» ASSIGNED TASK
Go through the entries below and return every line that contains "Class".

(Phrase grounding data)
┌────────
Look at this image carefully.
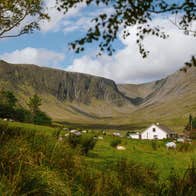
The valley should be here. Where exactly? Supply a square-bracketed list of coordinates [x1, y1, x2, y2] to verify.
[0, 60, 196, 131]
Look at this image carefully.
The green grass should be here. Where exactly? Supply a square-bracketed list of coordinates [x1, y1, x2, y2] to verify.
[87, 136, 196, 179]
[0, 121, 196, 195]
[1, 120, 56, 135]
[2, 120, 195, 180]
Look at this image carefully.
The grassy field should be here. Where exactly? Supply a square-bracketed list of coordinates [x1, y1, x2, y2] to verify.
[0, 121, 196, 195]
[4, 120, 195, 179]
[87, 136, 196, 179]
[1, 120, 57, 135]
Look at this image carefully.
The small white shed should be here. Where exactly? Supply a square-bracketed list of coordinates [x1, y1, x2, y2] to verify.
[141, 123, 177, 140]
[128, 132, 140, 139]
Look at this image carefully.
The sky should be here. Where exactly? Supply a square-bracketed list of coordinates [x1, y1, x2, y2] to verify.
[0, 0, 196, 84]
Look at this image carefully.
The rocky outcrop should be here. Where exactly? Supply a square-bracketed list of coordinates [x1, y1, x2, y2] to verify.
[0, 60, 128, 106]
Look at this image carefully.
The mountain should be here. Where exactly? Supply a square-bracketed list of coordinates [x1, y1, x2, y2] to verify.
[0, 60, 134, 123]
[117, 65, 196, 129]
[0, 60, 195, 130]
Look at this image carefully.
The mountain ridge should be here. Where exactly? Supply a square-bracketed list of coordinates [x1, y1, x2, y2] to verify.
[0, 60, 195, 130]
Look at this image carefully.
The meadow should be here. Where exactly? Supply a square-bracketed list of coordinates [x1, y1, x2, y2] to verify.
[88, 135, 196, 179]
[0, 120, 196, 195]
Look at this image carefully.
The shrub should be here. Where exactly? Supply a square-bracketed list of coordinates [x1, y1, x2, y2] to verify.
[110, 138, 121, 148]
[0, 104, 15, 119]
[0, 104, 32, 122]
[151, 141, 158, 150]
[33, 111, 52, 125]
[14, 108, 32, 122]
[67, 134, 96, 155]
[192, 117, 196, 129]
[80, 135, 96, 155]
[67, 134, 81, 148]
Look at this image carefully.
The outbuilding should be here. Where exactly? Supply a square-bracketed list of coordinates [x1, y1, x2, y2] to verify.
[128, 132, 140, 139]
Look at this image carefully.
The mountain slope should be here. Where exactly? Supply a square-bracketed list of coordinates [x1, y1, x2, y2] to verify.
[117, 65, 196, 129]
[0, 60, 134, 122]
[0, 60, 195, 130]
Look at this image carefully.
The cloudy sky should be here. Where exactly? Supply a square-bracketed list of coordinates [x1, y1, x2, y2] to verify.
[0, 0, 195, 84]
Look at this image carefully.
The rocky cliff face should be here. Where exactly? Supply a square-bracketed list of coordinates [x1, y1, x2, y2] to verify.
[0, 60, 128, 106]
└────────
┌────────
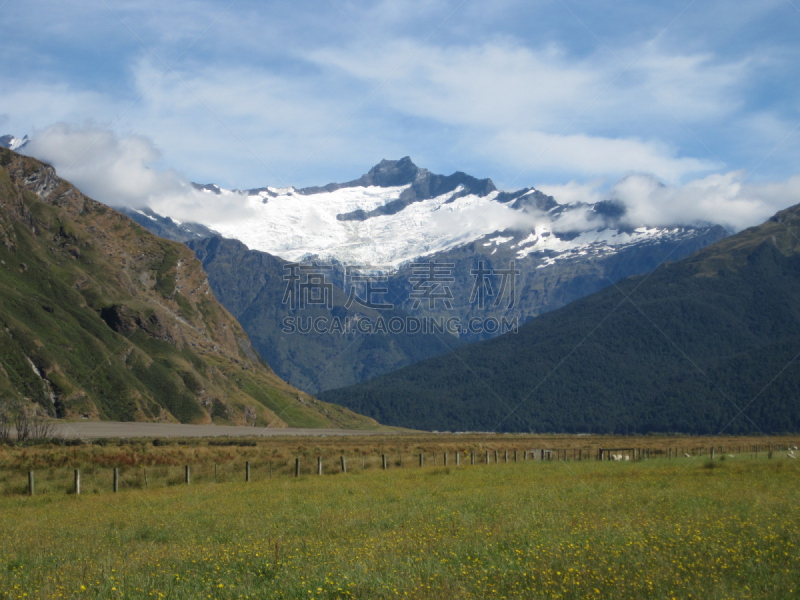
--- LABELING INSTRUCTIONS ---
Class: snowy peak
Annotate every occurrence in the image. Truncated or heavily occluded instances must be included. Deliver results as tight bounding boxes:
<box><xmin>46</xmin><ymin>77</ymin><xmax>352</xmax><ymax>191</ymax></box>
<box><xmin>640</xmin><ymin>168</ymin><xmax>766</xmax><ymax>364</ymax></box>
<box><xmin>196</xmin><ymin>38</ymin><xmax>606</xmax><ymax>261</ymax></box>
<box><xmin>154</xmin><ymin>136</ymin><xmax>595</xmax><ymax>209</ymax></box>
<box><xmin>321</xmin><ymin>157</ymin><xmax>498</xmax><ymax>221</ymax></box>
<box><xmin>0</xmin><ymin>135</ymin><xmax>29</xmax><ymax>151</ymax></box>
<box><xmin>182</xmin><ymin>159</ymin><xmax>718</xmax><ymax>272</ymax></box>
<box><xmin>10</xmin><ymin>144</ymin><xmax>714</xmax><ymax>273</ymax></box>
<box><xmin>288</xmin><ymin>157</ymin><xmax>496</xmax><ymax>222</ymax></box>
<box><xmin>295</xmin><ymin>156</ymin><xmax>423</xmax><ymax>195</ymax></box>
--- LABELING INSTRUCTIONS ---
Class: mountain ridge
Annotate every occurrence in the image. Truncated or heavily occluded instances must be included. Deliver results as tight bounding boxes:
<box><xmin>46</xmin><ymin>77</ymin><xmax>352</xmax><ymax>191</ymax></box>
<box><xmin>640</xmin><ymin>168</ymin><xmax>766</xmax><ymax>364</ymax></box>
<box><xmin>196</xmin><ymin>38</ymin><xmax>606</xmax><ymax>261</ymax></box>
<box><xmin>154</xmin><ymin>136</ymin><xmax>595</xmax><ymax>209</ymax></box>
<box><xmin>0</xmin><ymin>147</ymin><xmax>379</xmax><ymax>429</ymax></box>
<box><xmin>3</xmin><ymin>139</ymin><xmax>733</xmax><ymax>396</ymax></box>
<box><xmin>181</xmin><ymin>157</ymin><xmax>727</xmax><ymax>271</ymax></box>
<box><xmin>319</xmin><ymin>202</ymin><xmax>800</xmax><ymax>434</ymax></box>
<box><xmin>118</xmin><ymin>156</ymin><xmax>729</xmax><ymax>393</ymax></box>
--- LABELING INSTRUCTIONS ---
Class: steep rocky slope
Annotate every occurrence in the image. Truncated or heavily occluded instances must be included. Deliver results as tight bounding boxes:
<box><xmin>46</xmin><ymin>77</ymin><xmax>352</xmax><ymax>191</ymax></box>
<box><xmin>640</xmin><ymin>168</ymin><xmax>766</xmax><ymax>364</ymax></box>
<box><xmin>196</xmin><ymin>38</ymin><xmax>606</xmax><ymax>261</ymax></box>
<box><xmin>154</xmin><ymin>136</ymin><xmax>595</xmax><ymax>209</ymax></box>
└────────
» TASK SOLUTION
Class: snowy peak
Class: mountain ridge
Class: steep rocky slope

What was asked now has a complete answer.